-- start of Raw data --
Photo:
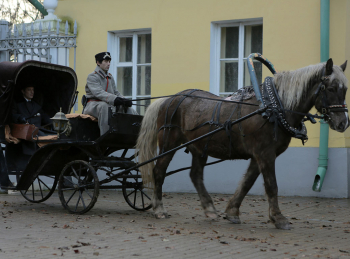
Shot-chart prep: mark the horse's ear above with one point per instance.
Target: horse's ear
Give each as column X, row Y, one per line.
column 344, row 65
column 329, row 67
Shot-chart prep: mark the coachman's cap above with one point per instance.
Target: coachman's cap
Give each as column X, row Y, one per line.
column 102, row 56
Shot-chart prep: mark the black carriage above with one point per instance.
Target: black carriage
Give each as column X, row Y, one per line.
column 72, row 161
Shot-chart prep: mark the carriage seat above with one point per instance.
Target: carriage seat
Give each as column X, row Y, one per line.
column 8, row 136
column 83, row 116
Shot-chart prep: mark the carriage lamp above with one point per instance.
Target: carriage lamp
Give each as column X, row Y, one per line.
column 61, row 124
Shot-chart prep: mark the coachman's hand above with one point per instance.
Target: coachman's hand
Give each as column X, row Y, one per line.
column 22, row 120
column 127, row 102
column 118, row 101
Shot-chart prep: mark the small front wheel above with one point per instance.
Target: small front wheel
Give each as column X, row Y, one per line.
column 41, row 188
column 134, row 193
column 78, row 187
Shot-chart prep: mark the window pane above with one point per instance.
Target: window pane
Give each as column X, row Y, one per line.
column 229, row 42
column 258, row 72
column 143, row 80
column 144, row 49
column 125, row 49
column 253, row 39
column 141, row 109
column 228, row 76
column 124, row 80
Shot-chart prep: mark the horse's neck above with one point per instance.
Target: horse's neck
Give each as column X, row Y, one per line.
column 305, row 105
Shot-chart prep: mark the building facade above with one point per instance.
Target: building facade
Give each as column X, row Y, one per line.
column 161, row 47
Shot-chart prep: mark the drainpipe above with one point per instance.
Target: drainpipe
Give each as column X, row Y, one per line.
column 324, row 128
column 38, row 6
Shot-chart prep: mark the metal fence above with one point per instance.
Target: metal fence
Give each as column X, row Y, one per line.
column 32, row 41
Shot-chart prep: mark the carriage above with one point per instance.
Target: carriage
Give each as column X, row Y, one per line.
column 258, row 128
column 73, row 161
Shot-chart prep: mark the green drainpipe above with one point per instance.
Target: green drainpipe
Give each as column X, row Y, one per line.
column 324, row 128
column 38, row 6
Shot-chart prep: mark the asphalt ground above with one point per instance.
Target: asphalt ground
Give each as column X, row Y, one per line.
column 112, row 229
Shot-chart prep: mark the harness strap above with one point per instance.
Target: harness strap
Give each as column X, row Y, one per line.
column 169, row 126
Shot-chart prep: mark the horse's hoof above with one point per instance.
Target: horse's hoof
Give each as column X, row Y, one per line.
column 161, row 215
column 282, row 225
column 234, row 219
column 281, row 222
column 211, row 214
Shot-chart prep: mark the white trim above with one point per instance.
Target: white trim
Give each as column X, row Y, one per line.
column 215, row 38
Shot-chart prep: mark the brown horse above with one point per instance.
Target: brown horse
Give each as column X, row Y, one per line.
column 174, row 121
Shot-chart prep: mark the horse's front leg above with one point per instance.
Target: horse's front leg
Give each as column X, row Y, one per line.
column 232, row 209
column 159, row 172
column 196, row 174
column 267, row 168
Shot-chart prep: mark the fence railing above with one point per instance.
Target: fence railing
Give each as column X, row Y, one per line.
column 39, row 41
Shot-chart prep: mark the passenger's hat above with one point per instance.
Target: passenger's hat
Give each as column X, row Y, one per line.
column 103, row 56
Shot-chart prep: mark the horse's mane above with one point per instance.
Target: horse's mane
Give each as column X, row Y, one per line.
column 292, row 86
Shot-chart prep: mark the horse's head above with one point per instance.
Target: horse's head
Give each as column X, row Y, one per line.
column 330, row 96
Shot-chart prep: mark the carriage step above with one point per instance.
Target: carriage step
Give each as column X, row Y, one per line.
column 113, row 163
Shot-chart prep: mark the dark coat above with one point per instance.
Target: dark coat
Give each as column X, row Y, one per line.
column 32, row 113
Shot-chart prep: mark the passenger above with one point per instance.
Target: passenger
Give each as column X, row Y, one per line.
column 28, row 111
column 4, row 176
column 102, row 93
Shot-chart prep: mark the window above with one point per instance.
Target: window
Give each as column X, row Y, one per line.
column 131, row 64
column 231, row 44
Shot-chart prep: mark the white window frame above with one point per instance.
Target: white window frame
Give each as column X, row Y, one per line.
-- end of Raw data --
| Description of the task |
Rewrite the listing above with "one point per instance" replaced by "a single point for each instance" throughout, changing nothing else and leaving out the pictures.

| Response |
Photo:
Shot-chart prep: mark the horse's ear above with a single point for each instance.
Target: horse's ear
Give each as column X, row Y, one per line.
column 344, row 65
column 329, row 67
Shot-chart prep: mark the coachman's cap above with a single point for each instance.
Target: coachman's cap
Give each as column X, row Y, one per line.
column 102, row 56
Shot-chart prep: mark the black carriage above with a single point for each instance.
Target: black carriage
Give each as column X, row Y, one per line.
column 72, row 161
Shot-chart prep: mark the carriage seat above with a single point for each instance.
Target: carriage seat
Give each as column X, row Y, one per line.
column 8, row 136
column 83, row 116
Shot-chart prep: mark the carriage lamp above with a single point for each instance.
Target: carriage lamp
Give each as column X, row Y, one per line.
column 61, row 124
Shot-chart prep: mark the coachman's hand above with a single point for each instance.
Target: coachman's hand
Give each as column X, row Y, one per line.
column 22, row 120
column 127, row 102
column 118, row 101
Shot-chart prep: mark the small front wheel above with a single point for each instance.
Target: small front wheel
Give each as column X, row Y, one per line.
column 41, row 188
column 134, row 193
column 78, row 187
Shot-chart prep: mark the window pane above with a single point for each instance.
Target: window pane
Give each as column X, row Y, one per line.
column 229, row 42
column 258, row 72
column 143, row 80
column 144, row 49
column 125, row 49
column 253, row 39
column 141, row 109
column 228, row 76
column 124, row 80
Shot-chart prep: mark the horse's neck above with a single point for each instance.
Target: horse's neck
Give each as column X, row Y, one per line.
column 305, row 105
Shot-chart prep: mark the building facade above with a single point for each instance.
Target: building facade
Give each as column X, row Y, one per line.
column 161, row 47
Shot-chart prep: mark the drainpipe above with a single point for each instance.
Target: drainpipe
Give each as column X, row Y, one per line.
column 324, row 128
column 38, row 6
Shot-chart prep: mark the metal fence above with a single point for each instance.
Target: metal fence
Give each as column X, row Y, one per line.
column 32, row 41
Shot-chart prep: mark the carriage above with a single point for each instance.
Target: carriage
Give each as column X, row Y, one per line.
column 258, row 128
column 73, row 161
Shot-chart prep: mark the green drainpipe above with a single point for each instance.
Target: green drainpipe
Give each as column X, row Y, one per line.
column 324, row 128
column 38, row 6
Shot-chart prep: mark the asphalt ground above with a single point for each instance.
Target: asphalt ground
Give each as column X, row Y, one per line.
column 112, row 229
Shot-chart prep: mark the harness strap above with a single point for each instance.
Target: harness strap
Give each as column X, row Y, one per line.
column 169, row 126
Shot-chart prep: mark the horse's hoof above with a single point for each instance.
Target: horse's hoof
Give each as column X, row Y, one per line.
column 161, row 215
column 282, row 225
column 234, row 219
column 281, row 222
column 211, row 214
Shot-chart prep: mark the white trim above with a single point for each instance.
Target: white trim
Give each as column X, row Y, one per line.
column 215, row 38
Shot-chart prep: mark the brown horse above with a single point for each instance.
Target: brown horse
Give each as column X, row Y, one per line.
column 174, row 121
Shot-chart prep: mark the horse's front leg above with a single point for each instance.
Target: horse's front leg
Give each as column X, row Y, one per line.
column 232, row 209
column 159, row 172
column 196, row 174
column 267, row 168
Shot-chart prep: mark the fence railing above with a single point for each instance.
Target: fence railing
Give each as column X, row Y, one per line.
column 39, row 41
Shot-chart prep: mark the passenger's hat above with a single point for each instance.
Target: passenger's hat
Give each as column X, row Y, one per line.
column 103, row 56
Shot-chart prep: mark the horse's mane above with a single point for each instance.
Target: horse's mane
Give each as column X, row Y, one per line.
column 292, row 86
Shot-chart prep: mark the horse's head above with a single point for each instance.
Target: horse's head
Give each as column X, row Y, one per line.
column 330, row 96
Shot-chart prep: mark the carriage step above with a single point for each instance.
Target: carriage step
Give each as column X, row Y, one per line.
column 113, row 163
Shot-chart prep: mark the dark coat above with a single point for each instance.
Target: dark coat
Give each as column X, row Y, one per line.
column 32, row 113
Shot-chart prep: mark the passenger above with a single point for each instance.
Target: passenger
Give each as column X, row Y, one per line.
column 28, row 111
column 4, row 176
column 102, row 93
Shot-chart prep: mark the window above with a single point for each instance.
Target: window
Give each as column X, row Y, one per line.
column 131, row 64
column 231, row 44
Shot-chart prep: mark the white window frame above with a single point for each instance.
Target: white window frame
Give each as column X, row Y, one per line.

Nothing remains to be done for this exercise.